◆ **Cel zadania**:
Proszę powtórzyć bez żadnych zmian wiersze poniższych danych, począwszy od wiersza zawierającego „Note: pick out the skier” (łącznie z nim) aż do końca danych.

Zapisane pozycje ze zbioru:
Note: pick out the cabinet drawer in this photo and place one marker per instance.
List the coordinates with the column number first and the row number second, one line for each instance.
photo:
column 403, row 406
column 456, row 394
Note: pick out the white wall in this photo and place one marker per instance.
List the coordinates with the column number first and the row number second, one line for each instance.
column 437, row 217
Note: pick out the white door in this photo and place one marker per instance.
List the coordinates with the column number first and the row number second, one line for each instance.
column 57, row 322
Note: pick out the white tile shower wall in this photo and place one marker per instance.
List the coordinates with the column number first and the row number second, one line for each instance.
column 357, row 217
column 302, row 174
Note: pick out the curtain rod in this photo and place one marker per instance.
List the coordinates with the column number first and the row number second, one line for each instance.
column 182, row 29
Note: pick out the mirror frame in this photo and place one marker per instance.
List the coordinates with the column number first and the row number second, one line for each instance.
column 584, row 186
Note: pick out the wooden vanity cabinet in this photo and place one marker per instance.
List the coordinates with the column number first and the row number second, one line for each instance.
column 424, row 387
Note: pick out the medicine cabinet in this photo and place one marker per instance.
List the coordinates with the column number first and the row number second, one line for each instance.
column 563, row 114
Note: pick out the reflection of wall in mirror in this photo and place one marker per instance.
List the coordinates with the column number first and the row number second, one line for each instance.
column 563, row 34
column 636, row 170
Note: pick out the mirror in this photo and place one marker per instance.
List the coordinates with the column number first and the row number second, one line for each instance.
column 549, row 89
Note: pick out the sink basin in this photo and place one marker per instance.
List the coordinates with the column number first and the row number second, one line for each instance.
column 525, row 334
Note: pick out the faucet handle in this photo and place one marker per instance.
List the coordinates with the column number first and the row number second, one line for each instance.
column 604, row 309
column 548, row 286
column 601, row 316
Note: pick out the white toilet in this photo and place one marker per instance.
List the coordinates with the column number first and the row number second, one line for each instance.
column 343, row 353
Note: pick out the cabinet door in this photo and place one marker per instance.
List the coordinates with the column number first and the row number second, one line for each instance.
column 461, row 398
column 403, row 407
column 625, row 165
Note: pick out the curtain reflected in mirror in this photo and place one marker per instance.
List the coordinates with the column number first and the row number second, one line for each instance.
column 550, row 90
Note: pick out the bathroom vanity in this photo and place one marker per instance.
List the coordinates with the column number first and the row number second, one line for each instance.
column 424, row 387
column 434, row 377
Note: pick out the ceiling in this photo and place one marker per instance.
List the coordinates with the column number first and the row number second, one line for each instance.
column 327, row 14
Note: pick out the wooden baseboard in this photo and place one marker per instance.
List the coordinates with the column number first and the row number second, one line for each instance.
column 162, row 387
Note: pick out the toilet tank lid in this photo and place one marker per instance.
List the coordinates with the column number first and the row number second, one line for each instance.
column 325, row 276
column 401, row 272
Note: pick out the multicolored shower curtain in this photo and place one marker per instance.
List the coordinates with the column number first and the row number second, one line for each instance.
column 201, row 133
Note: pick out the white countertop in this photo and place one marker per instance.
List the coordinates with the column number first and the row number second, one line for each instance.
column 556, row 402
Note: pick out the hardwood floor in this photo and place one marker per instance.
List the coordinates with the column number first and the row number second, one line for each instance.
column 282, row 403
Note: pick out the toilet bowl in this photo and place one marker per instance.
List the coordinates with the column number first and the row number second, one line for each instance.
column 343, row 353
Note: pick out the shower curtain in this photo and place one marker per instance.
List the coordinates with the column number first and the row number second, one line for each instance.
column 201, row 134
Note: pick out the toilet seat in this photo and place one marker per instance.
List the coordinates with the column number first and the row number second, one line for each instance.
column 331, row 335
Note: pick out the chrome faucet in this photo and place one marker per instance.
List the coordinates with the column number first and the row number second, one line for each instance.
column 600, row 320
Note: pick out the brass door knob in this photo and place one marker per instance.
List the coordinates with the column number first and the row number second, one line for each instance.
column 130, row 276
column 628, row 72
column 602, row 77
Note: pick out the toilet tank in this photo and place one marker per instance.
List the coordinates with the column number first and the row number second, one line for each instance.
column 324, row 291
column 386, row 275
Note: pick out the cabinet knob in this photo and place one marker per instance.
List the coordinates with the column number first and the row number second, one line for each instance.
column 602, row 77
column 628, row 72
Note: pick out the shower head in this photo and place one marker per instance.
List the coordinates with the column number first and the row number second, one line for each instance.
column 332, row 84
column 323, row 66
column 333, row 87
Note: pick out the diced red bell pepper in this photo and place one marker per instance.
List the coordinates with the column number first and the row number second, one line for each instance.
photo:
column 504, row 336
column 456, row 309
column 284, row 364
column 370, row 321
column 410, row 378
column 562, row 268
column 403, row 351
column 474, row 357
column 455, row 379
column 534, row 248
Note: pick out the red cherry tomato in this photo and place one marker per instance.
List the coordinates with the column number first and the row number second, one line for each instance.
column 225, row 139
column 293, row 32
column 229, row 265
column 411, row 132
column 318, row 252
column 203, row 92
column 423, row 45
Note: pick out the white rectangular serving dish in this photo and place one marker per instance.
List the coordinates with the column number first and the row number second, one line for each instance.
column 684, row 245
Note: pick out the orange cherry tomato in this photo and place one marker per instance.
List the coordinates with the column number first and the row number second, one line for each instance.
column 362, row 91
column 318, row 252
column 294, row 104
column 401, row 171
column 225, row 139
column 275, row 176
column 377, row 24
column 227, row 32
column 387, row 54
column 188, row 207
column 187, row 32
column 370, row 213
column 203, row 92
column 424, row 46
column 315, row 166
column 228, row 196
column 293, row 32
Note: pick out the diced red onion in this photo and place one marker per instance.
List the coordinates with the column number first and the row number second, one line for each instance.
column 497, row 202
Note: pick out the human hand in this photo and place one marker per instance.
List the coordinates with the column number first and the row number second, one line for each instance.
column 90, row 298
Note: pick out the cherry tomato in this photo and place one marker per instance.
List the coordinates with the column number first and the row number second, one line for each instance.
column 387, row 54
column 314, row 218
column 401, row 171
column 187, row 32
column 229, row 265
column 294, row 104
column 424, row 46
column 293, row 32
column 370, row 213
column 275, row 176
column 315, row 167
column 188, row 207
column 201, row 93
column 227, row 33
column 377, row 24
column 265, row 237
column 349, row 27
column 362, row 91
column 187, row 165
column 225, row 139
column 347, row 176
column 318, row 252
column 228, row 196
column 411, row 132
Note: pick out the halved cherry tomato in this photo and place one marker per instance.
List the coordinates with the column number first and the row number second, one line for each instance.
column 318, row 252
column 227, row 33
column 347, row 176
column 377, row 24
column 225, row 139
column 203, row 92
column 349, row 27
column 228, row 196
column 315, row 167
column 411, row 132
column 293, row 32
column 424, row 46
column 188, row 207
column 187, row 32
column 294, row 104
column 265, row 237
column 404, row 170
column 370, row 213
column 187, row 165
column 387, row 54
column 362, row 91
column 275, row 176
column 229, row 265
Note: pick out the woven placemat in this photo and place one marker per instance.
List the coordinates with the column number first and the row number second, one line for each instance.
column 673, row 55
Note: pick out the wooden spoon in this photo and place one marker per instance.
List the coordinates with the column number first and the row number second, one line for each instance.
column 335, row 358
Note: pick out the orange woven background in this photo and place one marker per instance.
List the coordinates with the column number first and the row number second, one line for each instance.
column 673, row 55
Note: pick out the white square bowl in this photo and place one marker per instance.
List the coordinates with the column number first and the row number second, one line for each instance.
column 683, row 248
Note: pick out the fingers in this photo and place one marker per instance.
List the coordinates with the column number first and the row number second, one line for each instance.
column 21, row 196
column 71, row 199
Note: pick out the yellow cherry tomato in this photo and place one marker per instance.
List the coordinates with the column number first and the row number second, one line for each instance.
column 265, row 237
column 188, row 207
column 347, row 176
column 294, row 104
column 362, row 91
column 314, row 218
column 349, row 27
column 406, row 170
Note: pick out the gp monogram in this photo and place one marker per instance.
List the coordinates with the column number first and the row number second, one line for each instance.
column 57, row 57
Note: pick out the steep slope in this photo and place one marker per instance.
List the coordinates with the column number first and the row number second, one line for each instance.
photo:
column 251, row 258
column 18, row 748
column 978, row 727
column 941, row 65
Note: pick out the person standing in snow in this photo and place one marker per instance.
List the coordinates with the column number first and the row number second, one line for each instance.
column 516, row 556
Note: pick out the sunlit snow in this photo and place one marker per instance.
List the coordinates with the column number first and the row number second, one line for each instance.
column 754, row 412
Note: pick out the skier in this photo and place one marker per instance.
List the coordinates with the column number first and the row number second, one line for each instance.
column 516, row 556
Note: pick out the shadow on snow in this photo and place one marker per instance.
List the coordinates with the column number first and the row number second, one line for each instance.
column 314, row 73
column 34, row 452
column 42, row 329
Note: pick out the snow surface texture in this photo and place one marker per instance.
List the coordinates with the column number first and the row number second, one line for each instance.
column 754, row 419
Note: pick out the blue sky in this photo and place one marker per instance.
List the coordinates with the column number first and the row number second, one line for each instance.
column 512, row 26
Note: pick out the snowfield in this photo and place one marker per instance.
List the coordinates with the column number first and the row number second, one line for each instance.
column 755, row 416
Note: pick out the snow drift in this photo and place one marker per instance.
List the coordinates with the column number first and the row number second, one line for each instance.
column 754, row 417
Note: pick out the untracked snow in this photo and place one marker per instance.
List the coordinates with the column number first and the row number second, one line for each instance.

◆ **Rozwiązanie zadania**:
Note: pick out the skier in this photo and place one marker per instance.
List the coordinates with the column number first and the row number second, one line for each instance.
column 516, row 556
Note: pick out the shadow on snow in this photo and place one marker per instance.
List the coordinates with the column number first and the row number second, one line for each instance.
column 314, row 73
column 34, row 452
column 42, row 329
Note: pick out the snow surface texture in this photo and place one marker per instance.
List the coordinates with the column number first and the row number second, one line for each instance.
column 754, row 419
Note: pick out the blue sky in this photo and place one marker per instance.
List the coordinates with the column number first and the row number second, one line for each instance.
column 512, row 26
Note: pick out the snowfield in this photo and place one marker per instance.
List the coordinates with the column number first and the row number second, one line for each instance.
column 755, row 416
Note: pick out the snow drift in this photo and place one marker per instance.
List the coordinates with the column number first and the row number second, one line for each instance.
column 754, row 417
Note: pick out the untracked snow in this photo and place one marker per instance.
List the coordinates with the column number first and the row number second, one line for each instance.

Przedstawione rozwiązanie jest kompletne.